_任务说明:_
将下方条目中从含有“label: rusty anvil surface”的那一行起直到条目末尾的各行（首尾两行均包括在内）转换为一个 JSON 字符串列表，每行对应一个字符串，空行略去。

一些条目
· · · · ·
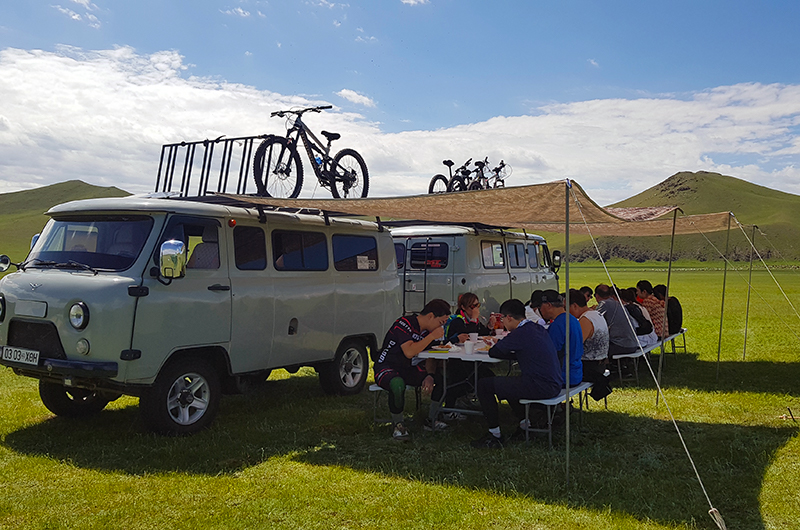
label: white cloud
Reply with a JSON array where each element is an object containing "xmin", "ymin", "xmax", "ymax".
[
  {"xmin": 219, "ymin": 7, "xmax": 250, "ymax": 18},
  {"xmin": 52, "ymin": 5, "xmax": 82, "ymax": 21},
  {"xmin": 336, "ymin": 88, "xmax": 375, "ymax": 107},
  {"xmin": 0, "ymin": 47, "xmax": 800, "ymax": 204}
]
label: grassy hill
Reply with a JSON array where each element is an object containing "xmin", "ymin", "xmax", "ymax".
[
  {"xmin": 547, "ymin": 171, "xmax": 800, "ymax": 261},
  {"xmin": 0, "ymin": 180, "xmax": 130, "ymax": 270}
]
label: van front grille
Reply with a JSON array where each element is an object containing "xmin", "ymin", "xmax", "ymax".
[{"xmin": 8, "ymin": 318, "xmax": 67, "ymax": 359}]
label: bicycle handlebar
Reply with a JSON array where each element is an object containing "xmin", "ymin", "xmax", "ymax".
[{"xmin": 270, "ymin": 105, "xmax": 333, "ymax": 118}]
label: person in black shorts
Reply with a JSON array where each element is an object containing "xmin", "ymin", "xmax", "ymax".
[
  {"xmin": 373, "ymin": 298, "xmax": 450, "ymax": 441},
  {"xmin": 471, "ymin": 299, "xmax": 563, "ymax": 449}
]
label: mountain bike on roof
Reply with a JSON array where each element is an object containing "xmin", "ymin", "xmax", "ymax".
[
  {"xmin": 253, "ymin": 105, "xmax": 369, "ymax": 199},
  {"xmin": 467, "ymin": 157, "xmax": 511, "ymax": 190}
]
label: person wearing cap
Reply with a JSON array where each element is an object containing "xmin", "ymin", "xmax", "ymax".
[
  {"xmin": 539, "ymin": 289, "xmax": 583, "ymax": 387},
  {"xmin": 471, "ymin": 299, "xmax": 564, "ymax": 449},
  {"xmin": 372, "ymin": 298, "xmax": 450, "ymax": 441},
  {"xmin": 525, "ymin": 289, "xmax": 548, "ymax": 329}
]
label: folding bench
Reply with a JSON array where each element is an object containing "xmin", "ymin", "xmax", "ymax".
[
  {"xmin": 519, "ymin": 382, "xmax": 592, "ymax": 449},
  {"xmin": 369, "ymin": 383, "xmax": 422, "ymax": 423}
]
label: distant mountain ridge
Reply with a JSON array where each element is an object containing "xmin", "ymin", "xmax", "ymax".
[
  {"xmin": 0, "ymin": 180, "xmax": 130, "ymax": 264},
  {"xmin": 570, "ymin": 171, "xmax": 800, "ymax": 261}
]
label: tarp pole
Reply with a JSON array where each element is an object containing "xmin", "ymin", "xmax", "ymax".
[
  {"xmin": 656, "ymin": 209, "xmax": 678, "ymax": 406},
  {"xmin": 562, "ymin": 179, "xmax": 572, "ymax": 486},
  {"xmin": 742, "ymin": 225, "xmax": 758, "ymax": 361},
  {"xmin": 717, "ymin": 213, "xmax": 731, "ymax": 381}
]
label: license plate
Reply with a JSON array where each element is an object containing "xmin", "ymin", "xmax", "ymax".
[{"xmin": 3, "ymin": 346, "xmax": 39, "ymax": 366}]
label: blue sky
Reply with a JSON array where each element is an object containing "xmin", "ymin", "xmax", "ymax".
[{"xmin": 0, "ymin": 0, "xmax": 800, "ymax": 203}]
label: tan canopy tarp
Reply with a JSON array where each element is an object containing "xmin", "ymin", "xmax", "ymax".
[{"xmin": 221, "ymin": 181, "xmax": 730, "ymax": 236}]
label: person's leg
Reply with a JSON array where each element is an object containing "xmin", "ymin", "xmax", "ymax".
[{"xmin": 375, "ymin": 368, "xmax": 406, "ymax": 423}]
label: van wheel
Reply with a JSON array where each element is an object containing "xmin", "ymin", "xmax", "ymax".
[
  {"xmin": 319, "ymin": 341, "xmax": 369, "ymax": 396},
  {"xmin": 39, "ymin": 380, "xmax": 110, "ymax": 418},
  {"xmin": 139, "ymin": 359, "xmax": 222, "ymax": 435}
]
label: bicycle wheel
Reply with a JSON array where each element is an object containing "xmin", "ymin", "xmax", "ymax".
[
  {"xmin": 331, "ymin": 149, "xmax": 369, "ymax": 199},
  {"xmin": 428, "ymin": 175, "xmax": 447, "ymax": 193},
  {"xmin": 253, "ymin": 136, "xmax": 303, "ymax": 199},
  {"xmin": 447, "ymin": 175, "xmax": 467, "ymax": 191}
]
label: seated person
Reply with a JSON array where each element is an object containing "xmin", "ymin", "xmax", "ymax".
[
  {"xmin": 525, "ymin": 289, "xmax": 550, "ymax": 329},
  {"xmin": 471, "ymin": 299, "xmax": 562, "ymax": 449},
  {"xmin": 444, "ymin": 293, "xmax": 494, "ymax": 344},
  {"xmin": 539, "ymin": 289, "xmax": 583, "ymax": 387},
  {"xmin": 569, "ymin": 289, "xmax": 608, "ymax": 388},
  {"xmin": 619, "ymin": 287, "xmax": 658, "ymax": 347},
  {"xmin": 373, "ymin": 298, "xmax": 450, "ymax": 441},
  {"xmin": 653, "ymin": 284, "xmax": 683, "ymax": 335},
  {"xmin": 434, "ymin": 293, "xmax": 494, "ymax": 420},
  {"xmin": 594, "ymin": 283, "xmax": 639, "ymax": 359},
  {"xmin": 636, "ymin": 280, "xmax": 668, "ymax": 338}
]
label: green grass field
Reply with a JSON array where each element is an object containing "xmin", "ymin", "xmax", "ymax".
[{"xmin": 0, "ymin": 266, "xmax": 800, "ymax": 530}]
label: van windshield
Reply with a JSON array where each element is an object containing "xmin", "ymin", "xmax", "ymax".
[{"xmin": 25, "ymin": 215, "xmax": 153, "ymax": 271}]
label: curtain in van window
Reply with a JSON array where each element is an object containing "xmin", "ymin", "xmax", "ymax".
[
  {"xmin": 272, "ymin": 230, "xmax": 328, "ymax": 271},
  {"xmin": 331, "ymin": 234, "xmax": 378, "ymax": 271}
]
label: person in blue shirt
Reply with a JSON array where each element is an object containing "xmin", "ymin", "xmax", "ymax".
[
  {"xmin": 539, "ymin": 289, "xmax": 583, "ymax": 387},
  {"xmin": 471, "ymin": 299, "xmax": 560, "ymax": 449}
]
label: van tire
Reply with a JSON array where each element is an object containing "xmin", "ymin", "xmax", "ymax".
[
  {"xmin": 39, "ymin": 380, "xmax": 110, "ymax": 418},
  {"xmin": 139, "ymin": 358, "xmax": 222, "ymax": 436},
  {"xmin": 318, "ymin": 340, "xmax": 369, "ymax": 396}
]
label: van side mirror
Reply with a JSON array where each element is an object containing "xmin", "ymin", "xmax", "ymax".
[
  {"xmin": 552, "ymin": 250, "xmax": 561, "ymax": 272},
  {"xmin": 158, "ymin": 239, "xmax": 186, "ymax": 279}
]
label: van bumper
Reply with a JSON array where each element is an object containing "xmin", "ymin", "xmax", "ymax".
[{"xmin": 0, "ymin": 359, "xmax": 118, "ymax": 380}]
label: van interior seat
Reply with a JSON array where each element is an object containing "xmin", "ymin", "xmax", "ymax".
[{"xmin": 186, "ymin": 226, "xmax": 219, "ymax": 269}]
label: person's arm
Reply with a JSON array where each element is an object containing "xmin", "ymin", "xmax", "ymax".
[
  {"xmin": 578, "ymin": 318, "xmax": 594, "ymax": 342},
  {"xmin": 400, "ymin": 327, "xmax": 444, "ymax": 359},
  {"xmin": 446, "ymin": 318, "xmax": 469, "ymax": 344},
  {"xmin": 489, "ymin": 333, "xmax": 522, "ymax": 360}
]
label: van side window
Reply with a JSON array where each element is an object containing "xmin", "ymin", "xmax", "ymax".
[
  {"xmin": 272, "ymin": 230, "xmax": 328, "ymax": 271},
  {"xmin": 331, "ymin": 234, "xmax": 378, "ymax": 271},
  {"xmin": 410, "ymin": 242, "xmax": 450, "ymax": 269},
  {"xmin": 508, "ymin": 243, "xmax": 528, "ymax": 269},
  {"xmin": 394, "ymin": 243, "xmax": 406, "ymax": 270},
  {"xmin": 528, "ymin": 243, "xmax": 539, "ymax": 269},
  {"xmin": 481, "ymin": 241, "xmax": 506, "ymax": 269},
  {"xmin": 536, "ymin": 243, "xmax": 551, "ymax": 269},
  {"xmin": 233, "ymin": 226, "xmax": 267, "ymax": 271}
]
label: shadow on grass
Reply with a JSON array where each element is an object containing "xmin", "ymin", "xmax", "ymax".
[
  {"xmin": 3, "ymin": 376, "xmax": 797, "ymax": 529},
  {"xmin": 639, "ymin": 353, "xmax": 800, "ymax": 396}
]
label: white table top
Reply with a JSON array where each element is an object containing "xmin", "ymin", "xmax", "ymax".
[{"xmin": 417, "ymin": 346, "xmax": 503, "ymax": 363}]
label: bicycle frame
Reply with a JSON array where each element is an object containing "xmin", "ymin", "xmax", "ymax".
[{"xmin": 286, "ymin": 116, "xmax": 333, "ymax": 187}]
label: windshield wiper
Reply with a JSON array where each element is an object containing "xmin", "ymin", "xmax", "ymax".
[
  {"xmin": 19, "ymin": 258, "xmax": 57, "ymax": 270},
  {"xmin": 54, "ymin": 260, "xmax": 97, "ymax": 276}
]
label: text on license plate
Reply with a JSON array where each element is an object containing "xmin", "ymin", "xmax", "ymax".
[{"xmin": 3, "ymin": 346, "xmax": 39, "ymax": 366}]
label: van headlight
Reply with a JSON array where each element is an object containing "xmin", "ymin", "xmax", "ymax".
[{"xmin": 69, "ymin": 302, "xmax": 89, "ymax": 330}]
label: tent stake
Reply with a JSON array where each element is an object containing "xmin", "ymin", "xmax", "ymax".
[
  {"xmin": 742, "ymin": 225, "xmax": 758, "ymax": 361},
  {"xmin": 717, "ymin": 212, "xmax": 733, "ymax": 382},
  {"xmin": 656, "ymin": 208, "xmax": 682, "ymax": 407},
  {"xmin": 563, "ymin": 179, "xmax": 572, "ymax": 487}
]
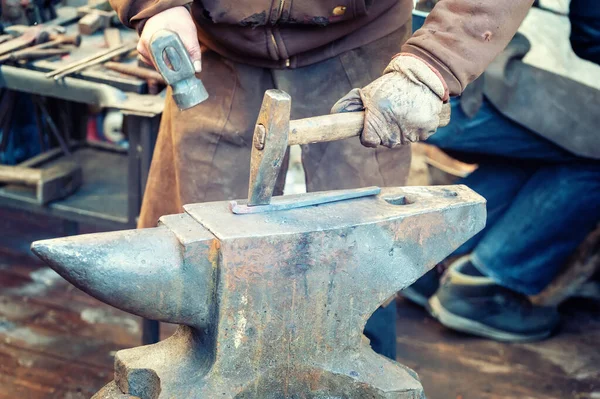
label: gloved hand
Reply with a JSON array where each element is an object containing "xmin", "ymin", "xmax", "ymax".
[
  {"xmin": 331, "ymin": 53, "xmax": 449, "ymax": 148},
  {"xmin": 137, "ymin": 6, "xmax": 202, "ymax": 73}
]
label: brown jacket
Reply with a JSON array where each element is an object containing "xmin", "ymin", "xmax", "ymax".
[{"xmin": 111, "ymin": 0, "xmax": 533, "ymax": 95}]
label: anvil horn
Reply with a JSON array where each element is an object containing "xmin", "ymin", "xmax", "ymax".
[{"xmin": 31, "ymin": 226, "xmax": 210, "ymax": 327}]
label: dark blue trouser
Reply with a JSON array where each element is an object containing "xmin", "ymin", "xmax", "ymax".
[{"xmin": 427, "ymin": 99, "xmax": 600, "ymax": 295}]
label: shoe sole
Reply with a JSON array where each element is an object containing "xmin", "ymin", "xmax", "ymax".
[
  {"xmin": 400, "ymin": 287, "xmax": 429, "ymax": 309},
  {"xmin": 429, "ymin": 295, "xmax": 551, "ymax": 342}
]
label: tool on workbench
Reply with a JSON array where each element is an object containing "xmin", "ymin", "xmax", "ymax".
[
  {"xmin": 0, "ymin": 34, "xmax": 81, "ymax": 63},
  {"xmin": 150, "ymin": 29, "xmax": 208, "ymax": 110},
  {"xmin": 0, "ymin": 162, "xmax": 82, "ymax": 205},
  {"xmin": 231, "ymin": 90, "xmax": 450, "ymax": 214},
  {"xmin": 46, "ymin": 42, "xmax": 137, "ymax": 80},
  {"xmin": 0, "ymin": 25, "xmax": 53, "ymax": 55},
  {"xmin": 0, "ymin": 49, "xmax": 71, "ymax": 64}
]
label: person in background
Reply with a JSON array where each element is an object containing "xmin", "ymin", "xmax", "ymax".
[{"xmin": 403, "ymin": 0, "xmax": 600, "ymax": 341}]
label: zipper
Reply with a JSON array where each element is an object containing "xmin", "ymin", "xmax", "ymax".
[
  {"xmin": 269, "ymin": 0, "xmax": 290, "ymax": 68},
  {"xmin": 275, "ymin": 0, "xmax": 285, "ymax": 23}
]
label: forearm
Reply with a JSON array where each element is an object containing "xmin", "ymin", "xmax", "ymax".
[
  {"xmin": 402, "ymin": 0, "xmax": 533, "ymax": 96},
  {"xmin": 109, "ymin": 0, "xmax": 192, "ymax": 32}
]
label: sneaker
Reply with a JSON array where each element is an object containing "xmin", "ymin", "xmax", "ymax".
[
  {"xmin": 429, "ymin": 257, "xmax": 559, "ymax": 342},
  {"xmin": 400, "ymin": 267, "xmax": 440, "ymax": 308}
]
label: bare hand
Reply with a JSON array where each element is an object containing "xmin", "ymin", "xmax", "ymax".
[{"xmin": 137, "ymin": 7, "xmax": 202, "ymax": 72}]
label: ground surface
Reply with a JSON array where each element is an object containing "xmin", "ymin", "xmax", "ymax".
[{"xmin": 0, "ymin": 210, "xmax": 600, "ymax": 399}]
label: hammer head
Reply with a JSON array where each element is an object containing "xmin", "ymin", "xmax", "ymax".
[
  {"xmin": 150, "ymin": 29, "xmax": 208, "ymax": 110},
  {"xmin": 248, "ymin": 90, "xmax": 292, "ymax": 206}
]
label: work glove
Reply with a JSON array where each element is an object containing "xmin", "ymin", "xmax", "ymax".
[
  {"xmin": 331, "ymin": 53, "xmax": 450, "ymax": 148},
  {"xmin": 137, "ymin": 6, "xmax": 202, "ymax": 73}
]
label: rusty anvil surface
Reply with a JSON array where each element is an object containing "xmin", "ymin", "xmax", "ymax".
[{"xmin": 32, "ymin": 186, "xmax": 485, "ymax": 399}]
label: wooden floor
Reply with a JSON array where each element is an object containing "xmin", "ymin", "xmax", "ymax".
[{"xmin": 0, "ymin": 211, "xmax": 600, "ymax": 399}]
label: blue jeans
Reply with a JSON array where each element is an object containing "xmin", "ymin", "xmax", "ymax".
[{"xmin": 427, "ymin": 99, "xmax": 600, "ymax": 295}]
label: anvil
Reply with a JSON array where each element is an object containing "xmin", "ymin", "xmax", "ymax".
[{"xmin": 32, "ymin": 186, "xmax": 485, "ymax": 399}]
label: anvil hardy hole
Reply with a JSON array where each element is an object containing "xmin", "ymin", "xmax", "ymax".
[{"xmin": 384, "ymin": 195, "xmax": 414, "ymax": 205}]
· · · · ·
_书面解答:_
[
  "label: rusty anvil surface",
  "Reply with a JSON array where each element is an object containing \"xmin\", \"ymin\", \"xmax\", \"ymax\".",
  "[{\"xmin\": 32, \"ymin\": 186, \"xmax\": 485, \"ymax\": 399}]",
  "label: wooden floor",
  "Reply with a JSON array where each element is an object containing \"xmin\", \"ymin\", \"xmax\", \"ymax\".",
  "[{\"xmin\": 0, \"ymin\": 211, \"xmax\": 600, \"ymax\": 399}]",
  "label: blue jeans",
  "Reply with a JSON array where each element is an object containing \"xmin\", \"ymin\", \"xmax\", \"ymax\".",
  "[{\"xmin\": 427, \"ymin\": 99, \"xmax\": 600, \"ymax\": 295}]",
  "label: anvil",
  "Reply with a JSON array where each element is an object containing \"xmin\", \"ymin\", \"xmax\", \"ymax\".",
  "[{\"xmin\": 32, \"ymin\": 186, \"xmax\": 485, \"ymax\": 399}]",
  "label: anvil hardy hole",
  "Reply with a JSON array where each element is an object containing \"xmin\", \"ymin\", \"xmax\", \"ymax\".",
  "[{\"xmin\": 384, \"ymin\": 195, \"xmax\": 414, \"ymax\": 205}]"
]